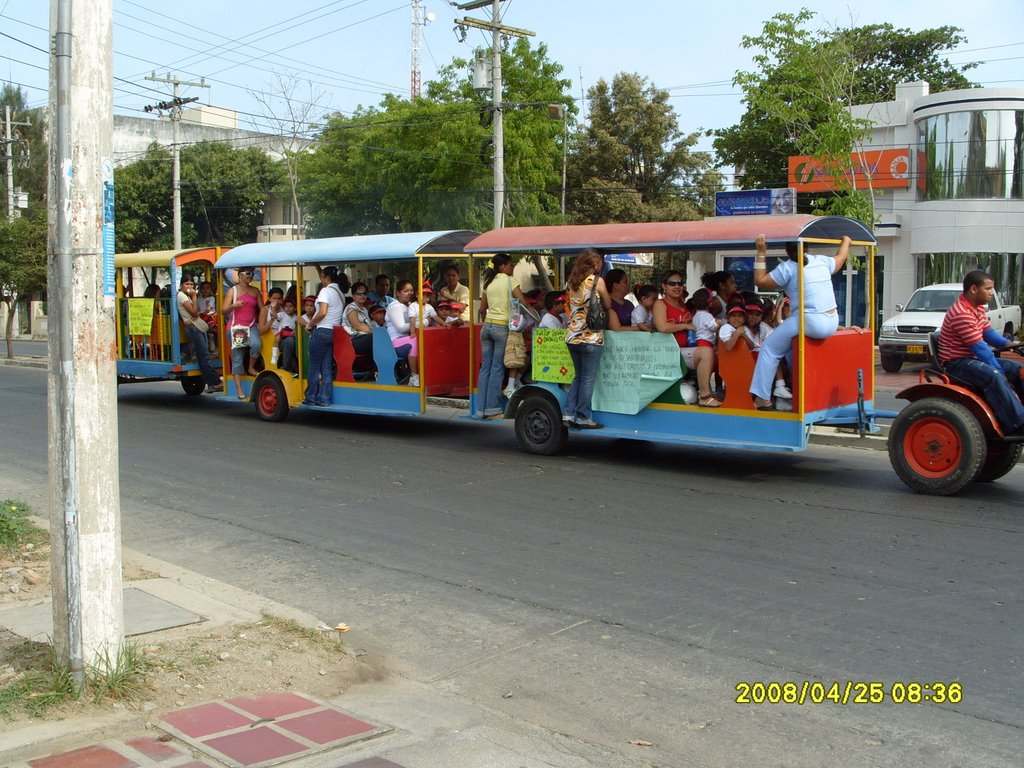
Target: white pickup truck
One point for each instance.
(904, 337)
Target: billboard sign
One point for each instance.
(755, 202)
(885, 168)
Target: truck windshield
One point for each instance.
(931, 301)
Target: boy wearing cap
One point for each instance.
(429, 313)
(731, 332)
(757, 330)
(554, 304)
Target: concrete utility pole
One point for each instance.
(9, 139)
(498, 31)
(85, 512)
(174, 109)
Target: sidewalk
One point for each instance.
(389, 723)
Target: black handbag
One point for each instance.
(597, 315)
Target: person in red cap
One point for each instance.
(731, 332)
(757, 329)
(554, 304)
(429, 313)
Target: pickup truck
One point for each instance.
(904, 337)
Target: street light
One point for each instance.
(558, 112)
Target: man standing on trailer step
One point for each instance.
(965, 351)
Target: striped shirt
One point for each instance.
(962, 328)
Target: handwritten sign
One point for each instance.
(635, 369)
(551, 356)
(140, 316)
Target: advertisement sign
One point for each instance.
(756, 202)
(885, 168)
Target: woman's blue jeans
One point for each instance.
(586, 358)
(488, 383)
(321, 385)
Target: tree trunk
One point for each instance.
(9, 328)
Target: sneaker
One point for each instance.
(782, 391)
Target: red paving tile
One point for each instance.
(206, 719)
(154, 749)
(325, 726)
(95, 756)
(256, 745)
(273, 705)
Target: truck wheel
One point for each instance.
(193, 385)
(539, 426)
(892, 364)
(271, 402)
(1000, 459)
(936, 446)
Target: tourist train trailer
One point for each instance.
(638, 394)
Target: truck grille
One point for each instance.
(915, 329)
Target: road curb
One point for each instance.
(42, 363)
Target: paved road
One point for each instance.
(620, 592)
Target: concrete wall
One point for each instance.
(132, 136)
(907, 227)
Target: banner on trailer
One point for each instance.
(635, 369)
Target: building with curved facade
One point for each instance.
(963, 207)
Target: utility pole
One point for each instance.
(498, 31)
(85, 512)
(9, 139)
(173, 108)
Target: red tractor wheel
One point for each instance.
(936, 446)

_ _ _ _ _ _ _

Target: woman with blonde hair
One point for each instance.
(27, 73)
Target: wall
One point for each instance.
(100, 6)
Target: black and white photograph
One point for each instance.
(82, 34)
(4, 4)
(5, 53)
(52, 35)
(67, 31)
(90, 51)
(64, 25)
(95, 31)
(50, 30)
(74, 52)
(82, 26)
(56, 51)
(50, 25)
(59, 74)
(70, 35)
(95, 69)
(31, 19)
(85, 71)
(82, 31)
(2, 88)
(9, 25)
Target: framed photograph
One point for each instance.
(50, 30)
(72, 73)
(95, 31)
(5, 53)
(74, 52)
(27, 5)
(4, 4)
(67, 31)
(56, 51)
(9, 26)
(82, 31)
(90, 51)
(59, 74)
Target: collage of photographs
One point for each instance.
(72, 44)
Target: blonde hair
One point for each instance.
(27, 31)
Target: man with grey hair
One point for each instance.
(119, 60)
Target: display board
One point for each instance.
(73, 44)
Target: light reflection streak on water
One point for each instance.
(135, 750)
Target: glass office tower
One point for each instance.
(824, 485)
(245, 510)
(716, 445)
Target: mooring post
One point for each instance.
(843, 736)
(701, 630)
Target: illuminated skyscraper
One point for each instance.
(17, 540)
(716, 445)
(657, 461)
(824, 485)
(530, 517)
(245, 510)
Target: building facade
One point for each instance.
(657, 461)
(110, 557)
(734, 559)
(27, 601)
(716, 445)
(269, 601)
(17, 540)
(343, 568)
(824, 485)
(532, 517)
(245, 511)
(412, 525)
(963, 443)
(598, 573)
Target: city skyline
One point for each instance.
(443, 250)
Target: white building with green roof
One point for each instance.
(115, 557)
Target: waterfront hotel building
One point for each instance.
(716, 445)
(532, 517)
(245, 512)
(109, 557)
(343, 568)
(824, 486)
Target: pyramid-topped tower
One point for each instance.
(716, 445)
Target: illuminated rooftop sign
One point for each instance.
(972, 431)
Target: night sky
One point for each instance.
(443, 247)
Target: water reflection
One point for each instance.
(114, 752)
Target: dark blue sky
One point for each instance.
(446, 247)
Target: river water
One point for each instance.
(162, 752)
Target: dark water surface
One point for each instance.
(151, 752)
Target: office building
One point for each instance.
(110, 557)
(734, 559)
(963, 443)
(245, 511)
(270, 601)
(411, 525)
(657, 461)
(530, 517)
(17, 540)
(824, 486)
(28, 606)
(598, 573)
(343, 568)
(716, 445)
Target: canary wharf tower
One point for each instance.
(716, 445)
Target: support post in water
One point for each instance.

_ _ _ _ _ _ _

WORK ORDER:
Extract from the listing above the lines between the line containing "Target: wall" and the line containing "Target: framed photograph", keeping both of those lines. Output nothing else.

ANSWER AREA:
Target: wall
One point for each instance.
(100, 6)
Target: black and white photograph
One point for each instance.
(82, 34)
(4, 4)
(5, 53)
(52, 35)
(67, 31)
(90, 51)
(64, 25)
(95, 31)
(50, 30)
(74, 52)
(82, 26)
(56, 51)
(50, 25)
(59, 74)
(70, 35)
(95, 69)
(31, 19)
(85, 71)
(82, 31)
(2, 88)
(9, 25)
Target: framed photograph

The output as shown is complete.